__Source passage__:
== Segment start ==

The WHO Hub for Pandemic and Epidemic Intelligence was established last year to address pandemic and epidemic risks. The goal is to have better data, better analytics and thus make better decisions. What are the plans for the Hub in 2022? How will it be organized?
The mission of the Pandemic Hub is to support countries and regional and global actors to avert and manage public health threats through collaborative problem solving that is informed by better data and analytics.
We are starting out by working across three main units: One team will be focused on strengthening traditional surveillance systems, one on building collaborative intelligence, and the third one will focus specifically on systems for pandemic and epidemic intelligence.
What challenge is your priority from the very beginning?
At present, there are many initiatives all around the world aimed at improving pandemic intelligence. One of our top priorities is to establish collaboration between the Hub and other systems. It is clear—and there is strong agreement on this—that we have to work together, building on WHO’s unique convening power. The Pandemic Hub has begun a series of meetings with various partners in this space to create this collaborative intelligence ecosystem. We have also spent the last few months meeting with WHO’s regional offices to understand current capabilities across regions, existing gaps, and proposed solutions to address these. Ultimately, we are starting by building a global trust architecture with our Member States and other initiatives working on pandemic intelligence.

== Segment end ==

Dataset excerpts:

== Segment start ==

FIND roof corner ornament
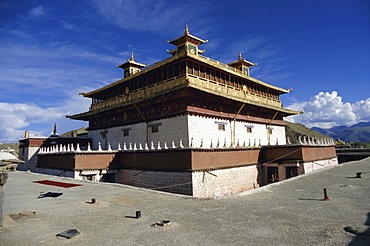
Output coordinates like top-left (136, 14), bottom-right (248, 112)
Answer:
top-left (184, 24), bottom-right (189, 35)
top-left (238, 51), bottom-right (243, 60)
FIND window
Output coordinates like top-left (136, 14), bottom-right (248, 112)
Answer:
top-left (245, 126), bottom-right (253, 133)
top-left (267, 127), bottom-right (273, 135)
top-left (215, 121), bottom-right (227, 131)
top-left (100, 131), bottom-right (108, 138)
top-left (148, 123), bottom-right (162, 132)
top-left (121, 128), bottom-right (131, 137)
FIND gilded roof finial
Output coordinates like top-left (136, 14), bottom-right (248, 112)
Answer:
top-left (184, 24), bottom-right (189, 35)
top-left (53, 123), bottom-right (58, 135)
top-left (238, 51), bottom-right (243, 60)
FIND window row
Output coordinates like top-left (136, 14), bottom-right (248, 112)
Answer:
top-left (187, 61), bottom-right (279, 100)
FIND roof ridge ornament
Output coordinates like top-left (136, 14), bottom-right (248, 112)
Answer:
top-left (238, 51), bottom-right (244, 60)
top-left (184, 24), bottom-right (190, 35)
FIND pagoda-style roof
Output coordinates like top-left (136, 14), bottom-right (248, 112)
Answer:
top-left (167, 25), bottom-right (208, 46)
top-left (116, 53), bottom-right (147, 69)
top-left (227, 52), bottom-right (257, 67)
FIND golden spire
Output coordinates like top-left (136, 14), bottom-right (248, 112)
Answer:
top-left (184, 24), bottom-right (190, 35)
top-left (238, 51), bottom-right (243, 60)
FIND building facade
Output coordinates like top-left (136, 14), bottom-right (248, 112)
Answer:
top-left (31, 27), bottom-right (337, 197)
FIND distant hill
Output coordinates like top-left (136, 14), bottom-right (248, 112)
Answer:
top-left (60, 127), bottom-right (87, 137)
top-left (311, 121), bottom-right (370, 143)
top-left (285, 121), bottom-right (329, 144)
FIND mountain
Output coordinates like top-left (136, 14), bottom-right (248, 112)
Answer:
top-left (311, 121), bottom-right (370, 143)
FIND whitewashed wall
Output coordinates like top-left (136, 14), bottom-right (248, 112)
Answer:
top-left (188, 116), bottom-right (286, 148)
top-left (17, 147), bottom-right (40, 171)
top-left (89, 115), bottom-right (286, 149)
top-left (88, 116), bottom-right (188, 149)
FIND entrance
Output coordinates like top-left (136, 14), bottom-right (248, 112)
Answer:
top-left (285, 167), bottom-right (298, 179)
top-left (267, 167), bottom-right (279, 183)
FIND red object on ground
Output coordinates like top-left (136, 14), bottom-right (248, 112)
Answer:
top-left (33, 180), bottom-right (82, 188)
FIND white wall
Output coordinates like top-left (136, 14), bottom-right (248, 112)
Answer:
top-left (17, 147), bottom-right (40, 171)
top-left (88, 116), bottom-right (188, 150)
top-left (89, 115), bottom-right (286, 150)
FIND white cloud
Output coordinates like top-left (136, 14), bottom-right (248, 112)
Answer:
top-left (0, 94), bottom-right (90, 142)
top-left (94, 0), bottom-right (212, 32)
top-left (30, 6), bottom-right (45, 18)
top-left (287, 91), bottom-right (370, 128)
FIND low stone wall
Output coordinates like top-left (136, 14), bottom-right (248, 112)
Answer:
top-left (117, 165), bottom-right (260, 197)
top-left (193, 165), bottom-right (260, 197)
top-left (116, 169), bottom-right (193, 196)
top-left (303, 158), bottom-right (338, 173)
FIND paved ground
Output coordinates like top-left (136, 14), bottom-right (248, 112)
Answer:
top-left (1, 158), bottom-right (370, 246)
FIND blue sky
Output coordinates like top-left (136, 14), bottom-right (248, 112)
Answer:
top-left (0, 0), bottom-right (370, 142)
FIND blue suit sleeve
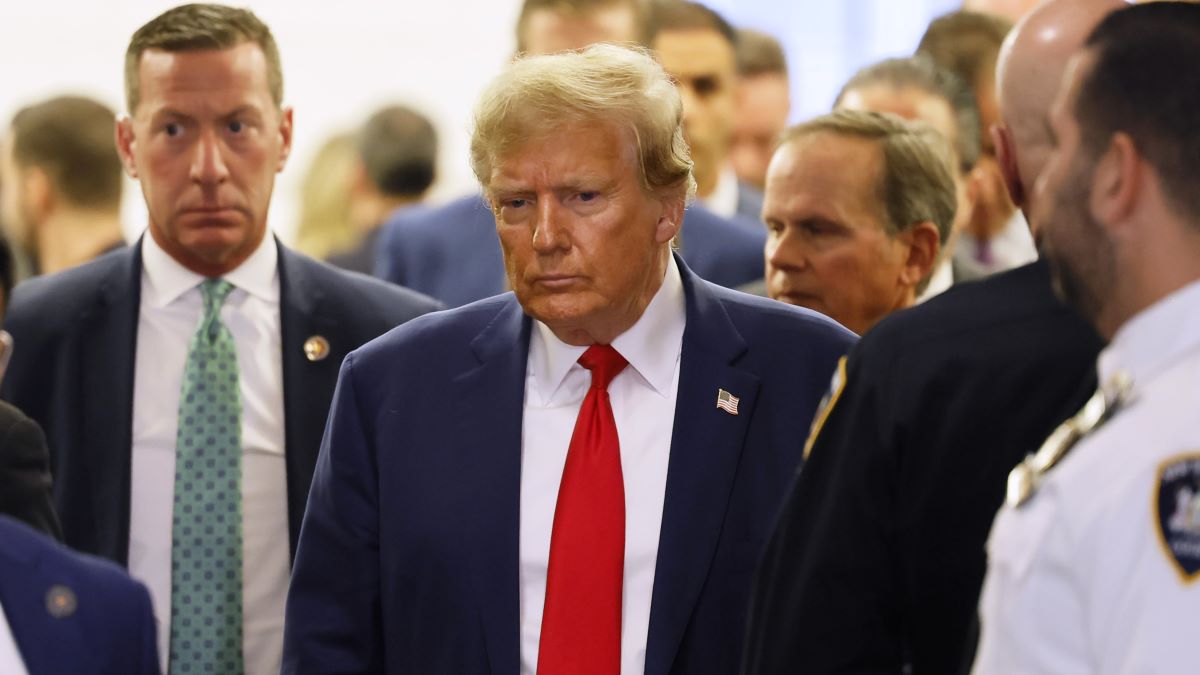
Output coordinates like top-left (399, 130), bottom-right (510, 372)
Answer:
top-left (282, 353), bottom-right (383, 675)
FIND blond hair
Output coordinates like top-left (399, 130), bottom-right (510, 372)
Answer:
top-left (470, 44), bottom-right (696, 196)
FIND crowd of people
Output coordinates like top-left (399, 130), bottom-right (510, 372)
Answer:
top-left (0, 0), bottom-right (1200, 675)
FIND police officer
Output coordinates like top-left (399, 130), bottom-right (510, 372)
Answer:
top-left (976, 2), bottom-right (1200, 674)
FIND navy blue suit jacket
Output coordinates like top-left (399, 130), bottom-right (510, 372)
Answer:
top-left (0, 516), bottom-right (158, 675)
top-left (283, 255), bottom-right (854, 675)
top-left (2, 239), bottom-right (437, 565)
top-left (376, 189), bottom-right (767, 307)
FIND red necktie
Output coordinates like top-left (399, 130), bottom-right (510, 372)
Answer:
top-left (538, 345), bottom-right (628, 675)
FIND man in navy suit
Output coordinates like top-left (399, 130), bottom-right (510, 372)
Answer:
top-left (283, 46), bottom-right (853, 675)
top-left (4, 5), bottom-right (436, 674)
top-left (376, 0), bottom-right (767, 307)
top-left (0, 515), bottom-right (160, 675)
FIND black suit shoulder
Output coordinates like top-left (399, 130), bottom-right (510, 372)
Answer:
top-left (0, 401), bottom-right (62, 539)
top-left (746, 258), bottom-right (1102, 674)
top-left (5, 247), bottom-right (136, 341)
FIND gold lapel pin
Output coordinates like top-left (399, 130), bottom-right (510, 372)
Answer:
top-left (304, 335), bottom-right (329, 362)
top-left (46, 584), bottom-right (79, 619)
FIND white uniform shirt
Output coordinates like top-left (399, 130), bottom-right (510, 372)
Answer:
top-left (974, 277), bottom-right (1200, 675)
top-left (0, 598), bottom-right (28, 675)
top-left (130, 233), bottom-right (290, 675)
top-left (520, 252), bottom-right (685, 675)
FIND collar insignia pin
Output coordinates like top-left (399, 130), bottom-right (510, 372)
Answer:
top-left (304, 335), bottom-right (329, 362)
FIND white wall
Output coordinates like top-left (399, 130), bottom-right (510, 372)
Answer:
top-left (0, 0), bottom-right (958, 239)
top-left (0, 0), bottom-right (520, 238)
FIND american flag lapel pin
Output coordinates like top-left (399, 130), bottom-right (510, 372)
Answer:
top-left (716, 389), bottom-right (740, 414)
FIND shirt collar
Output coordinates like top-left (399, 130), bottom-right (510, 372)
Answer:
top-left (701, 165), bottom-right (739, 217)
top-left (1097, 281), bottom-right (1200, 390)
top-left (142, 231), bottom-right (280, 307)
top-left (529, 256), bottom-right (686, 401)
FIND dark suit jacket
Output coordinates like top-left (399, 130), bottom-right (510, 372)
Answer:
top-left (2, 236), bottom-right (437, 565)
top-left (744, 257), bottom-right (1100, 675)
top-left (283, 254), bottom-right (854, 675)
top-left (376, 195), bottom-right (767, 307)
top-left (0, 401), bottom-right (62, 539)
top-left (0, 516), bottom-right (158, 675)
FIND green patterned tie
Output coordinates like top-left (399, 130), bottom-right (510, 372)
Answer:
top-left (170, 279), bottom-right (242, 675)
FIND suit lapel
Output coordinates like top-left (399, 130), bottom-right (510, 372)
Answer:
top-left (72, 240), bottom-right (142, 566)
top-left (451, 295), bottom-right (530, 674)
top-left (646, 262), bottom-right (758, 675)
top-left (276, 241), bottom-right (343, 557)
top-left (0, 525), bottom-right (89, 675)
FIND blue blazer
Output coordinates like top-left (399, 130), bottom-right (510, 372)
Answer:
top-left (283, 254), bottom-right (854, 675)
top-left (376, 195), bottom-right (767, 307)
top-left (0, 516), bottom-right (158, 675)
top-left (0, 236), bottom-right (438, 565)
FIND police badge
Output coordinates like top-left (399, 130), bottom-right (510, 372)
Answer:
top-left (1154, 453), bottom-right (1200, 584)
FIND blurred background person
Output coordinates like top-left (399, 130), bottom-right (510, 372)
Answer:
top-left (0, 96), bottom-right (125, 274)
top-left (328, 106), bottom-right (438, 274)
top-left (917, 12), bottom-right (1037, 279)
top-left (763, 110), bottom-right (955, 335)
top-left (298, 104), bottom-right (438, 274)
top-left (0, 514), bottom-right (161, 675)
top-left (962, 0), bottom-right (1042, 24)
top-left (834, 58), bottom-right (979, 300)
top-left (744, 0), bottom-right (1118, 675)
top-left (0, 237), bottom-right (62, 538)
top-left (652, 0), bottom-right (762, 220)
top-left (376, 0), bottom-right (766, 306)
top-left (972, 2), bottom-right (1200, 675)
top-left (730, 28), bottom-right (792, 191)
top-left (296, 132), bottom-right (360, 261)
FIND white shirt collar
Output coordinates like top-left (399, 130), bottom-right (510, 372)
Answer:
top-left (529, 256), bottom-right (686, 401)
top-left (700, 165), bottom-right (738, 217)
top-left (142, 231), bottom-right (280, 307)
top-left (1097, 281), bottom-right (1200, 389)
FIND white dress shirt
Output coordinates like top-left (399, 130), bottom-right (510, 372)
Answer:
top-left (520, 257), bottom-right (685, 675)
top-left (0, 598), bottom-right (29, 675)
top-left (974, 277), bottom-right (1200, 675)
top-left (954, 209), bottom-right (1038, 279)
top-left (130, 233), bottom-right (289, 675)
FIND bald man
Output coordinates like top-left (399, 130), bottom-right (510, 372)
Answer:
top-left (744, 0), bottom-right (1124, 675)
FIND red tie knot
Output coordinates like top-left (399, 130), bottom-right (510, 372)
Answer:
top-left (580, 345), bottom-right (629, 390)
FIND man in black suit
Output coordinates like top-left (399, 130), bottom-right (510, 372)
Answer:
top-left (4, 5), bottom-right (436, 673)
top-left (0, 515), bottom-right (161, 675)
top-left (0, 238), bottom-right (62, 539)
top-left (744, 0), bottom-right (1122, 675)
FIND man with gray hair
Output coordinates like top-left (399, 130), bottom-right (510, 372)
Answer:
top-left (762, 110), bottom-right (955, 334)
top-left (283, 46), bottom-right (853, 675)
top-left (744, 0), bottom-right (1113, 675)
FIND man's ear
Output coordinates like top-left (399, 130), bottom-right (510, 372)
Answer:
top-left (654, 190), bottom-right (686, 244)
top-left (275, 106), bottom-right (292, 173)
top-left (988, 124), bottom-right (1025, 208)
top-left (896, 221), bottom-right (942, 287)
top-left (1088, 132), bottom-right (1148, 230)
top-left (114, 115), bottom-right (138, 179)
top-left (17, 166), bottom-right (58, 222)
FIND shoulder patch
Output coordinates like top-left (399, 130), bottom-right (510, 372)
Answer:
top-left (802, 356), bottom-right (850, 460)
top-left (1154, 452), bottom-right (1200, 584)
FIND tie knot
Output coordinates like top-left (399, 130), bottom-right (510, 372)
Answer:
top-left (580, 345), bottom-right (629, 390)
top-left (200, 279), bottom-right (233, 317)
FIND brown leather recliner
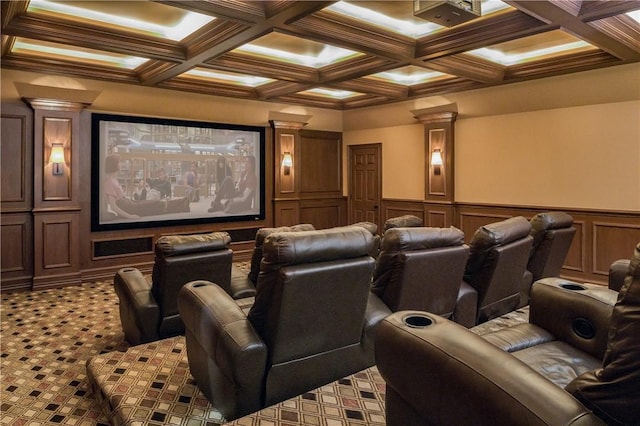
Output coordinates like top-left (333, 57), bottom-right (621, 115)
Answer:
top-left (383, 214), bottom-right (423, 233)
top-left (527, 212), bottom-right (576, 282)
top-left (178, 227), bottom-right (390, 420)
top-left (113, 232), bottom-right (233, 345)
top-left (371, 227), bottom-right (477, 327)
top-left (376, 244), bottom-right (640, 426)
top-left (231, 223), bottom-right (315, 299)
top-left (464, 216), bottom-right (533, 324)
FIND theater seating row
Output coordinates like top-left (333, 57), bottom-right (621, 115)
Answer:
top-left (375, 243), bottom-right (640, 426)
top-left (114, 213), bottom-right (584, 419)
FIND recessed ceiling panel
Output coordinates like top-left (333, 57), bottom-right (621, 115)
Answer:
top-left (326, 0), bottom-right (509, 39)
top-left (180, 68), bottom-right (275, 87)
top-left (11, 37), bottom-right (148, 70)
top-left (235, 32), bottom-right (362, 68)
top-left (298, 87), bottom-right (364, 99)
top-left (467, 30), bottom-right (596, 66)
top-left (27, 0), bottom-right (215, 41)
top-left (369, 65), bottom-right (453, 86)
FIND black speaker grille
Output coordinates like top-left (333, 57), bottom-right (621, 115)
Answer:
top-left (93, 237), bottom-right (153, 258)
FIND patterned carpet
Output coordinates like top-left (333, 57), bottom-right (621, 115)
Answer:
top-left (0, 270), bottom-right (528, 426)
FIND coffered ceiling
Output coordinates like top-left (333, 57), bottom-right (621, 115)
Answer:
top-left (1, 0), bottom-right (640, 109)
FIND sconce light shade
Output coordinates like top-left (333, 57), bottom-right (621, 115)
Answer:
top-left (282, 152), bottom-right (293, 175)
top-left (49, 143), bottom-right (64, 175)
top-left (431, 149), bottom-right (444, 176)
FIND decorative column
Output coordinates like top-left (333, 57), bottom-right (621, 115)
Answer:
top-left (412, 105), bottom-right (458, 227)
top-left (15, 83), bottom-right (99, 290)
top-left (269, 111), bottom-right (311, 226)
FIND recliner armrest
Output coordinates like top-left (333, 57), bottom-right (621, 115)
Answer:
top-left (609, 259), bottom-right (631, 291)
top-left (529, 278), bottom-right (618, 359)
top-left (375, 311), bottom-right (604, 426)
top-left (113, 268), bottom-right (160, 345)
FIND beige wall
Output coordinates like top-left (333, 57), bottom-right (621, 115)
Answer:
top-left (456, 101), bottom-right (640, 211)
top-left (1, 69), bottom-right (342, 131)
top-left (1, 64), bottom-right (640, 212)
top-left (344, 64), bottom-right (640, 212)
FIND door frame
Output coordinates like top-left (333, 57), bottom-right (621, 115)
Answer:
top-left (347, 142), bottom-right (382, 229)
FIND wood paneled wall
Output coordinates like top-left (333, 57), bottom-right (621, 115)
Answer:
top-left (383, 200), bottom-right (640, 284)
top-left (0, 104), bottom-right (33, 291)
top-left (273, 122), bottom-right (347, 229)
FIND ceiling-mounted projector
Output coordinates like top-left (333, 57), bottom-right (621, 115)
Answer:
top-left (413, 0), bottom-right (480, 27)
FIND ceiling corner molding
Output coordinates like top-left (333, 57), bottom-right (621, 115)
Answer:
top-left (269, 111), bottom-right (312, 129)
top-left (14, 81), bottom-right (101, 111)
top-left (411, 104), bottom-right (458, 124)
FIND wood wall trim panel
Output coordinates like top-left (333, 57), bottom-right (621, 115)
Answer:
top-left (0, 114), bottom-right (30, 203)
top-left (562, 218), bottom-right (587, 274)
top-left (591, 220), bottom-right (640, 276)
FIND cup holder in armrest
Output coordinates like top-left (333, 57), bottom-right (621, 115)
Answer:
top-left (560, 283), bottom-right (587, 291)
top-left (402, 314), bottom-right (433, 328)
top-left (571, 318), bottom-right (596, 340)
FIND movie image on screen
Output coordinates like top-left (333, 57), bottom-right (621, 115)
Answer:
top-left (91, 113), bottom-right (265, 231)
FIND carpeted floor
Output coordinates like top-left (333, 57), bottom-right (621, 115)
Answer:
top-left (0, 270), bottom-right (528, 426)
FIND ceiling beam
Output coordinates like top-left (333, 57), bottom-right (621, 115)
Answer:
top-left (506, 0), bottom-right (640, 61)
top-left (140, 1), bottom-right (332, 86)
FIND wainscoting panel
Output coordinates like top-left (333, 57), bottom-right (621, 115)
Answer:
top-left (33, 211), bottom-right (82, 290)
top-left (0, 213), bottom-right (33, 291)
top-left (591, 220), bottom-right (640, 275)
top-left (299, 199), bottom-right (347, 229)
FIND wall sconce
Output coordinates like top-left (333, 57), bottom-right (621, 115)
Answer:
top-left (431, 149), bottom-right (444, 176)
top-left (49, 143), bottom-right (64, 176)
top-left (282, 151), bottom-right (293, 176)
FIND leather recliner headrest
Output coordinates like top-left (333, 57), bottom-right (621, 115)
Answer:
top-left (384, 214), bottom-right (422, 231)
top-left (347, 221), bottom-right (378, 235)
top-left (262, 226), bottom-right (377, 265)
top-left (155, 232), bottom-right (231, 257)
top-left (381, 226), bottom-right (464, 251)
top-left (531, 212), bottom-right (573, 231)
top-left (530, 212), bottom-right (573, 247)
top-left (470, 216), bottom-right (531, 249)
top-left (256, 223), bottom-right (316, 247)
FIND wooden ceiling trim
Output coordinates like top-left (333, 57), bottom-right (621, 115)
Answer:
top-left (158, 78), bottom-right (258, 99)
top-left (276, 95), bottom-right (342, 109)
top-left (508, 0), bottom-right (640, 61)
top-left (161, 0), bottom-right (266, 24)
top-left (182, 19), bottom-right (249, 57)
top-left (0, 34), bottom-right (16, 58)
top-left (291, 11), bottom-right (415, 59)
top-left (424, 53), bottom-right (505, 84)
top-left (409, 78), bottom-right (486, 98)
top-left (256, 81), bottom-right (313, 99)
top-left (141, 1), bottom-right (329, 86)
top-left (320, 55), bottom-right (404, 82)
top-left (2, 55), bottom-right (138, 84)
top-left (207, 52), bottom-right (319, 82)
top-left (5, 15), bottom-right (186, 60)
top-left (580, 0), bottom-right (640, 21)
top-left (589, 15), bottom-right (640, 52)
top-left (135, 61), bottom-right (177, 81)
top-left (342, 96), bottom-right (389, 109)
top-left (505, 51), bottom-right (619, 80)
top-left (416, 10), bottom-right (557, 59)
top-left (0, 0), bottom-right (29, 29)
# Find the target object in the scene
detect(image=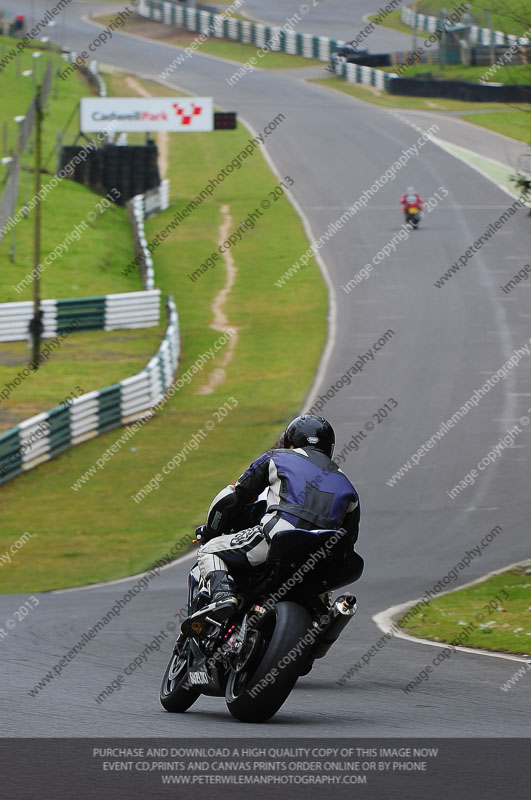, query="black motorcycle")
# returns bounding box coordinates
[160,530,363,722]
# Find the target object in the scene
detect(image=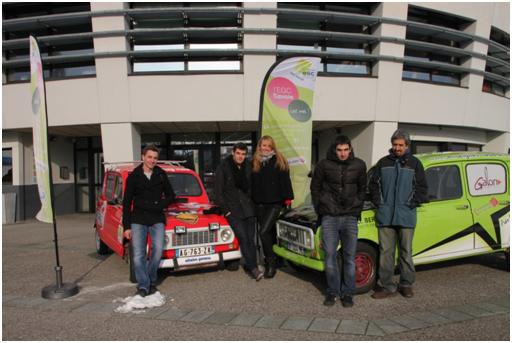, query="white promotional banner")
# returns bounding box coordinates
[30,36,53,223]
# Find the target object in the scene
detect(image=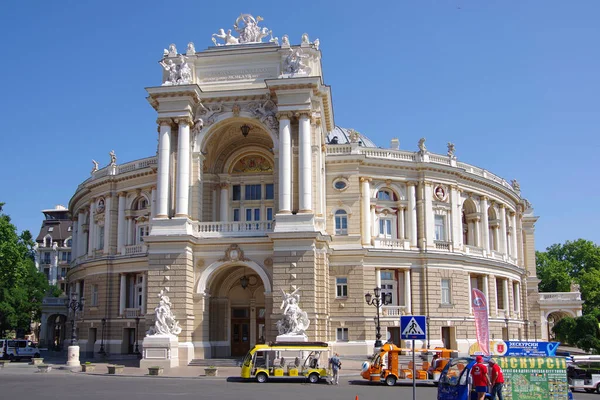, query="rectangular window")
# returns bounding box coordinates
[265,183,275,200]
[232,185,242,201]
[336,328,348,342]
[90,285,98,307]
[379,218,392,238]
[97,226,104,250]
[244,185,261,200]
[435,215,446,241]
[335,278,348,297]
[441,279,451,304]
[496,279,506,310]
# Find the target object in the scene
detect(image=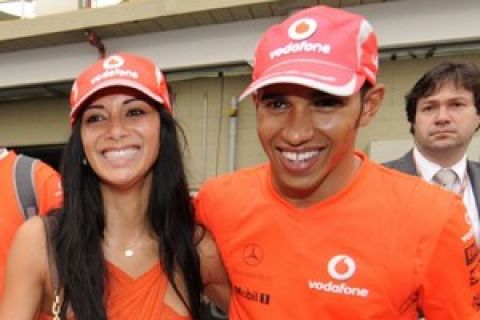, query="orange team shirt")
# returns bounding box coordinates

== Segment end ==

__Questions__:
A: Answer these questions from the interview on the WHO Pandemic Hub:
(i) Whom does the Hub's mission say it supports in averting and managing public health threats?
(ii) What are the three units the Hub is starting out with?
(iii) With whom has the Hub spent the last few months meeting to understand current capabilities across regions?
B: Resume the interview on the WHO Pandemic Hub, starting after its last sentence.
The material has no connection to the interview on the WHO Pandemic Hub.

__Solved problems__:
A:
(i) Countries and regional and global actors.
(ii) One unit for strengthening traditional surveillance systems, one for building collaborative intelligence, and one for systems for pandemic and epidemic intelligence.
(iii) WHO's regional offices.

B:
And what is your long-term vision for the Hub?
The long-term vision for the Hub is to ensure that the world is much better prepared for the next pandemic, and, indeed, for any epidemic disease outbreak. We want to do this by making the mechanics of sharing disease-related information easier and demonstrating that WHO can use that data to help countries that share it. The biggest success factor is when counties get better at generating data defining the risks related to pathogens of epidemic potential, analyzing that data, and using it to make better decisions. Our role is to support the development of this capacity and to enable the sharing of it.
We want all people everywhere to be better protected from the wide-ranging effects we have seen from COVID-19. Not just the health effects, but also the other, much more wide-ranging effects we have seen—socioeconomic problems, the interruptions to children’s education, the increases in domestic violence, the explosion of mental health problems. COVID-19 has disrupted virtually every aspect of life, and only multidisciplinary approaches, including expertise, for example, from behavioral science, communications, history, anthropology, and many others, can prevent or mitigate the effects of the next outbreak.
Why did you decide to leave The Nigeria Centre for Disease Control and join the WHO Hub? And what have you learned in the NCDC that you will use in the Hub?
At the time the opportunity came to lead the WHO Hub, we had made so much progress at NCDC. We had established functional public health laboratories, emergency operation centers with extensive experience in managing often concurrent outbreaks, built a functional surveillance and supply chain system, grown from less than 100 to 500 full-time staff members, amongst others.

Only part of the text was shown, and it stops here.